# REQUIREMENT
Could you reproduce all of the following entries exactly?

# Records contained in a dataset

--- START ---

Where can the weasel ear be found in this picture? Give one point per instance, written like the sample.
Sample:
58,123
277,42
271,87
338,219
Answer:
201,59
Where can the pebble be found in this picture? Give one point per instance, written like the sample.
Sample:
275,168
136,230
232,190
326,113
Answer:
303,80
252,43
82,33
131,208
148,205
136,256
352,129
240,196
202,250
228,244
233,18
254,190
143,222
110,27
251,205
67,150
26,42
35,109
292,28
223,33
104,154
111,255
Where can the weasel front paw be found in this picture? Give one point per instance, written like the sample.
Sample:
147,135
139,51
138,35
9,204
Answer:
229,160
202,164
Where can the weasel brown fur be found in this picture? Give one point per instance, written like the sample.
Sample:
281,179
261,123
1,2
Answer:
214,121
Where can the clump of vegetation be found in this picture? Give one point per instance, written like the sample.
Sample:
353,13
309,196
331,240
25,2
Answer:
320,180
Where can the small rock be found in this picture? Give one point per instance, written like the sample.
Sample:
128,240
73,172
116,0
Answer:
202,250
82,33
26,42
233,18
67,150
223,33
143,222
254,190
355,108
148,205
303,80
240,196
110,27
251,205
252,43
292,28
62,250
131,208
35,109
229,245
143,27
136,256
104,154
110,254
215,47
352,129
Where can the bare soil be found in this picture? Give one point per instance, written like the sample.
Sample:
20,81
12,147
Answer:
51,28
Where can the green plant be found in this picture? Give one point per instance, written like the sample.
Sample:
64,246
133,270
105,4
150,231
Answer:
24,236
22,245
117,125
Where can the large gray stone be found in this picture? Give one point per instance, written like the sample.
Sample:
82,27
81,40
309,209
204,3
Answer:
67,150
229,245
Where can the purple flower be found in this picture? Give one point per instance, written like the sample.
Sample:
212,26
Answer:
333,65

--- END ---

# EXERCISE OUTPUT
Where can the weasel ear be found in this picture? Give one point per instance, written like the sample.
Sample:
58,123
277,42
271,87
338,219
Answer:
201,59
Where can the pebble be found in this picture? Give one point per instance, written like the sample.
Sample:
275,168
136,230
232,190
326,113
Answer:
303,80
252,43
82,33
131,208
148,205
136,256
352,129
240,196
202,250
228,244
233,18
254,190
143,222
110,27
251,205
67,150
26,42
35,109
292,28
223,33
104,154
111,255
Where can the weasel front paw be found in this picture? Give one point per instance, written like the sample.
Sample:
147,135
139,51
138,35
9,204
Answer:
229,160
202,164
Where can the weasel brown fur be found in this picture? Give one point per instance, written like the sample.
Sample:
281,179
261,123
1,2
Answer:
214,121
Where can the clump of vegetation be found in this picture? Give one point per instance, written like the sample.
Sample:
353,13
309,196
331,240
25,2
Answer:
320,180
Where can the small rock be found in this picture? Give one point per instance, written like the sample.
Sample:
128,240
73,172
116,0
Answer:
202,250
82,33
26,42
233,18
67,150
223,33
143,222
254,190
355,108
148,205
303,80
240,196
110,27
251,205
252,43
292,28
62,250
131,208
35,109
229,245
143,27
136,256
104,154
110,254
215,47
352,129
Where can the bare soil be found in this picture? Give one point per instance, written like the sample.
Sample:
20,81
12,147
Answer:
51,28
Where can the green plant be found in this picture? Give one point per instance, written like the sample.
Sample:
64,246
133,270
105,4
150,231
Answer:
24,236
22,245
117,125
Where can the large gray stone be found in this picture? Give one point per instance, written like the sample.
Sample:
82,27
81,40
309,209
204,3
Answer:
67,150
229,245
Where can the purple flower be found in this picture? Give one point per instance, written like the sample.
Sample:
212,26
Answer:
333,65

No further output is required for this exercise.